What the task asks> A word-for-word copy of the records below is needed, without the images.

-- Opening Marker --

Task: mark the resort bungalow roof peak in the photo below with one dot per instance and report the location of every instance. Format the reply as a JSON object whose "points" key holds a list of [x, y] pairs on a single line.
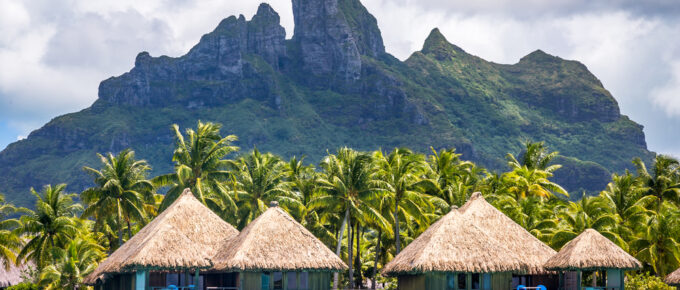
{"points": [[453, 244], [274, 241], [183, 237], [502, 228], [591, 251]]}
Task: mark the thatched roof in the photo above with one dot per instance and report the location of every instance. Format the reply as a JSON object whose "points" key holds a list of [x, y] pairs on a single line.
{"points": [[673, 278], [13, 275], [591, 251], [184, 236], [454, 244], [502, 228], [274, 241]]}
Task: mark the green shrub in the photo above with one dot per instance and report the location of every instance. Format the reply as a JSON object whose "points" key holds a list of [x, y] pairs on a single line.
{"points": [[645, 281], [24, 286]]}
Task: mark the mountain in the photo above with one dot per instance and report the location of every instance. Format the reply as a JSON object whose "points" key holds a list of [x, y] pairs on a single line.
{"points": [[333, 84]]}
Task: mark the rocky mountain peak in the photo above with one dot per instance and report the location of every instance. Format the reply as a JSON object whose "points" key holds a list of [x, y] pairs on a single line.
{"points": [[328, 49], [436, 44]]}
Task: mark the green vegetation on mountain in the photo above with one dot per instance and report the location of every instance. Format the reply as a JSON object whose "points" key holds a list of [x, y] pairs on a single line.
{"points": [[383, 200], [333, 85]]}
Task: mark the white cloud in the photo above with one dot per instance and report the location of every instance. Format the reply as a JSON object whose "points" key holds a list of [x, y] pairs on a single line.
{"points": [[54, 53], [667, 96]]}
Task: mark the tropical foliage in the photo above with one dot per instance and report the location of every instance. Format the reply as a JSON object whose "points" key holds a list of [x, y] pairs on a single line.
{"points": [[367, 206]]}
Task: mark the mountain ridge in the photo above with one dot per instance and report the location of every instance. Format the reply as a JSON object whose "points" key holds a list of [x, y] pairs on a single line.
{"points": [[333, 84]]}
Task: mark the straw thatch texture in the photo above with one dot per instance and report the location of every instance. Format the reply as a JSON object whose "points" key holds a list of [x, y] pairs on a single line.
{"points": [[12, 276], [184, 236], [276, 242], [591, 251], [454, 244], [513, 236], [673, 278]]}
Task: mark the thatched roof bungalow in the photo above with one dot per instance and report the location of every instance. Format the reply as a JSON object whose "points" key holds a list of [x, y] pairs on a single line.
{"points": [[500, 227], [673, 278], [12, 276], [454, 253], [182, 239], [275, 249], [591, 251]]}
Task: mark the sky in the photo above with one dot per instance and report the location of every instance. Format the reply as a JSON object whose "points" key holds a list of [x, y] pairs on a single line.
{"points": [[54, 53]]}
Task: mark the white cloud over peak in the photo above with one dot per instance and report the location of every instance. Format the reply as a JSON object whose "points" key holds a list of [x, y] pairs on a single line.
{"points": [[54, 53]]}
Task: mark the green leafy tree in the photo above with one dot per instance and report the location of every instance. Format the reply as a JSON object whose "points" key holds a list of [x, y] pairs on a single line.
{"points": [[121, 190], [663, 182], [348, 187], [657, 244], [588, 213], [50, 226], [10, 242], [71, 265], [399, 173], [200, 164], [258, 179]]}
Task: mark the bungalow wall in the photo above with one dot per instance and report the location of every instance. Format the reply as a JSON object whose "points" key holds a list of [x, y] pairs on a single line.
{"points": [[286, 280], [455, 281]]}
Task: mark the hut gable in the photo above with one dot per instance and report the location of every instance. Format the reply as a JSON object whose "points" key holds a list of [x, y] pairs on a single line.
{"points": [[453, 244], [11, 276], [591, 251], [274, 241], [502, 228], [184, 236], [673, 278]]}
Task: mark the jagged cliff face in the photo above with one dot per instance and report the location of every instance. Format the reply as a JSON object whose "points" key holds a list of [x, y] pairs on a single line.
{"points": [[333, 85]]}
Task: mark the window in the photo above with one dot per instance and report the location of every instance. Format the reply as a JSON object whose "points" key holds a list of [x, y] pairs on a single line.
{"points": [[291, 279], [450, 282], [462, 281], [265, 280], [278, 280], [476, 282], [303, 279]]}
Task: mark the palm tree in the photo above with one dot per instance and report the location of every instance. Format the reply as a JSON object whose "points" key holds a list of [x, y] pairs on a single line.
{"points": [[534, 214], [450, 179], [588, 213], [50, 226], [199, 163], [624, 195], [71, 264], [664, 181], [9, 240], [523, 181], [348, 186], [534, 156], [121, 190], [658, 245], [399, 173], [258, 179]]}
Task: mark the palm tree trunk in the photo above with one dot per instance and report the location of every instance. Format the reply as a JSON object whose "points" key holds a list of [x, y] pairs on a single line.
{"points": [[396, 226], [357, 259], [375, 261], [339, 247], [129, 227], [350, 235]]}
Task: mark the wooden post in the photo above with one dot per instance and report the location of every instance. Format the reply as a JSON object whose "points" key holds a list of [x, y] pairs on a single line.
{"points": [[196, 279], [140, 280]]}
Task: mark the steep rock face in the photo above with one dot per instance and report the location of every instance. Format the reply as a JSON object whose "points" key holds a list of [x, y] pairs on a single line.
{"points": [[565, 87], [334, 85], [327, 45], [364, 28], [215, 71]]}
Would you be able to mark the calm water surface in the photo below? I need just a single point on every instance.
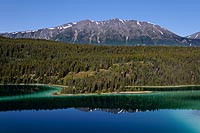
(156, 112)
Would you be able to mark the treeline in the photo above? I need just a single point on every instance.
(89, 68)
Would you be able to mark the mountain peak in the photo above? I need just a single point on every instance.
(109, 32)
(194, 36)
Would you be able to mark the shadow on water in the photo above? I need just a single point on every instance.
(110, 103)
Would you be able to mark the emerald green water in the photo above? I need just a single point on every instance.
(176, 111)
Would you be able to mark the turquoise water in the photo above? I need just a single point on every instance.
(156, 112)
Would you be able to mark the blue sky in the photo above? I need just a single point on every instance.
(180, 16)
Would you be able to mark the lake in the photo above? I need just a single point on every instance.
(39, 111)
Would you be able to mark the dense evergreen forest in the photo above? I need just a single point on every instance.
(89, 68)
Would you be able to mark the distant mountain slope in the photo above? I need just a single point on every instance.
(194, 36)
(109, 32)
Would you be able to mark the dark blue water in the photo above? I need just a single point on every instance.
(156, 112)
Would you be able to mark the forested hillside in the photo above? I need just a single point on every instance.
(89, 68)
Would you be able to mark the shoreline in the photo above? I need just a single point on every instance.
(107, 93)
(58, 93)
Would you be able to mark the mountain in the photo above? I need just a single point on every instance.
(194, 36)
(109, 32)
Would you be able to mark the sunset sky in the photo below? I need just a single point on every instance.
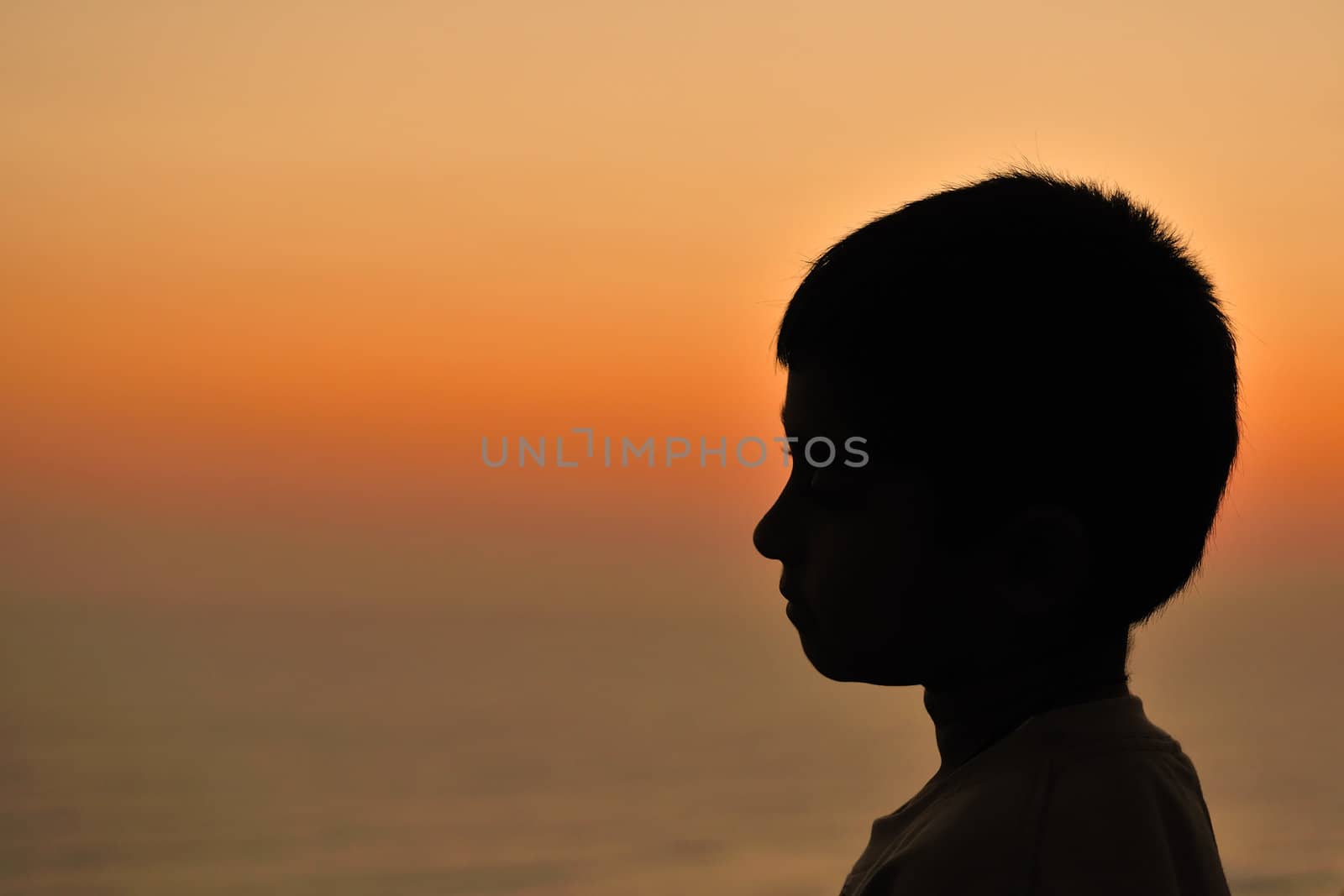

-- Closing Marker --

Answer below>
Task: mark the resort bungalow roof peak in the photo below with one dot per instance and report the location of every instance. Format the reply as a JSON object whose "points" key holds a list of [x, y] pairs on a single line.
{"points": [[453, 244], [274, 241], [183, 237], [502, 228], [591, 251]]}
Task: mark the thatched roof in the photo above with one dot per instance and report the location of every instance. Format the reply as a JSON object whose "points" key holds a list of [x, y] pairs on a single line.
{"points": [[673, 278], [13, 275], [591, 251], [184, 236], [454, 244], [502, 228], [274, 241]]}
Task: mark the green shrub in the photo above with one dot per instance and report the location of every instance. Format the reply as a JSON object whose "points" key holds a list of [x, y] pairs on a single line.
{"points": [[645, 281], [24, 286]]}
Task: mark the mountain in the photo above with one dot per instance and report the location of every instance. Format the reply as a JSON object whose "points" key holds a list of [x, y] pairs on a single line.
{"points": [[333, 84]]}
Task: mark the rocky mountain peak in the photo above with one dot per instance and report the location of every instance. Format the reply as a JSON object whose "points" key holds a list of [x, y] pairs on a single line.
{"points": [[328, 49], [436, 44]]}
Task: mark the green vegetation on mountain in the photo above with one dot per instance and report the location of every instance. Format the reply as a JSON object whose "points" key holds a list of [x, y] pairs on a single line.
{"points": [[383, 200], [333, 85]]}
Task: mark the white cloud in the photo above with one dot per instance and report the location of every instance. Format the reply as a JSON object whose "points" key holds a list of [x, y] pairs on a single line.
{"points": [[54, 53], [667, 96]]}
Task: mark the tropical foliage in the photo above with one dot per instance and report the location of every instance. Format the reply as a JSON object whose "points" key holds a list of [x, y] pairs on a single line.
{"points": [[367, 206]]}
Task: mark the mountain ridge in the photo above with one dot per instance and report the location of every instance. Format the reply as a JSON object whose "points" key holds a list of [x, y] pairs on a single line.
{"points": [[333, 84]]}
Task: mark the straw thatch texture in the photo above with one dot per instance and report the location of every instance. Format the reply as a JSON object whose "points" key holds a list of [x, y] pairs on a single line.
{"points": [[12, 276], [184, 236], [276, 242], [591, 251], [454, 244], [513, 236], [673, 278]]}
Task: mark the thatched roof bungalow in the photo above with one dot per instance and report the location of every instance. Format the reply as a JSON object whose "points" key holds a list of [x, y] pairs on a single line.
{"points": [[500, 227], [673, 278], [12, 276], [454, 253], [182, 239], [275, 249], [591, 251]]}
Task: mark the sky in the photo above with one dot per instance and report the location of every instance. Format the reply as a JSON object whose "points" key holds a list of [x, y] pairs on a single line.
{"points": [[54, 53]]}
Task: mark the white cloud over peak in the photo above with one dot per instance and report the location of every instance. Format the reply as a JSON object whose "points" key holds a list of [x, y] pairs on a single line.
{"points": [[54, 53]]}
Task: mark the green leafy tree in the photo above with one dot per instance and report the location of every instance. Format the reply as a JSON object whose "points" key holds a list of [x, y] pairs on a single line.
{"points": [[121, 190], [663, 182], [348, 187], [657, 244], [588, 213], [50, 226], [10, 242], [71, 265], [399, 173], [200, 164], [258, 179]]}
Task: mark the bungalow wall in the photo above with one dot per instance and report the location of every instance. Format the reply as a JSON object whose "points" key holds a list of [x, y] pairs on a single line.
{"points": [[286, 280], [455, 281]]}
Task: mark the hut gable in the photo above with one dot per instance and report the location of every instance. Format the reply as a JSON object whose "points" key holds a list of [x, y] pairs on a single line.
{"points": [[453, 244], [11, 276], [591, 251], [274, 241], [502, 228], [184, 236], [673, 278]]}
Task: mark the jagged cliff face in the photo above with one dot per instance and report the location of every instance. Format the reply as a JSON object whose "points" key holds a list of [x, y] pairs on a single line.
{"points": [[333, 85]]}
Task: mark the window in the photo above with one dot per instance and report the location of every instance. Format the reply as a JSON object whose "points" key holds a list of [x, y] pairs on a single line.
{"points": [[291, 279], [450, 282], [462, 281], [265, 280], [278, 280], [476, 282], [303, 279]]}
Task: mark the palm tree in the photo above with one dot per instance and report the location of every instance. Format the reply as a JSON object whose "points" key holds a list of [x, y] pairs on a single line.
{"points": [[534, 214], [450, 179], [588, 213], [50, 226], [199, 163], [624, 195], [71, 264], [664, 181], [9, 240], [523, 181], [348, 186], [534, 156], [121, 190], [658, 245], [399, 173], [258, 179]]}
Task: mark the palm tree trunk in the photo above with one dot per instance and report the location of every instance. Format the reply as a JSON object whose "points" key holds a list of [x, y] pairs on a single line.
{"points": [[396, 226], [357, 259], [375, 261], [339, 247], [129, 227], [350, 235]]}
Task: mark the wooden post in the photo above with one dot per instance and report the location of every instance. Format the reply as a JSON object whose "points" key holds a list of [x, y] pairs on a single line.
{"points": [[196, 279], [140, 280]]}
Task: mark the steep rock face in the photo above with one dot per instance and report the location of every instance. Format the reply as a JSON object whose "points" key holds a list of [x, y] pairs on a single line.
{"points": [[565, 87], [334, 85], [327, 45], [364, 28], [215, 71]]}
Would you be able to mark the calm water surface in the photo below? I need just a single point on every instance.
(156, 112)
Would you be able to mark the treeline in the photo above? I need just a single point on every instance.
(89, 68)
Would you be able to mark the mountain peak in the photo above? I need just a single point on every instance.
(109, 32)
(194, 36)
Would you be able to mark the shadow on water in the photo above? I need just a single point on every instance.
(110, 103)
Would you be able to mark the emerald green water in the photo above? I need just a single point on every instance.
(176, 111)
Would you be able to mark the turquoise water in the photo above? I need just a single point on every instance.
(156, 112)
Would you be able to mark the blue sky in the photo above? I need just a single point on every instance.
(180, 16)
Would you be able to mark the lake in the photo above? I need just a single point on every instance.
(39, 111)
Would you be able to mark the dense evergreen forest in the photo above? I need just a single point on every instance.
(89, 68)
Would you be able to mark the distant mountain slope in the photo above? I need just a single point on every instance.
(194, 36)
(109, 32)
Would you be able to mark the dark blue water in the photo above? I need just a single point on every instance.
(156, 112)
Would you be able to mark the forested hillside in the photo above? I need just a single point on every instance.
(89, 68)
Would you be able to mark the shoreline in the photo above? I need just a single point on every instance.
(107, 93)
(58, 93)
Would you be able to mark the mountain in the photo above? I need just a single point on every instance.
(194, 36)
(109, 32)
Would you be able to mark the sunset sky in the photo below? I need just a single point on every instance.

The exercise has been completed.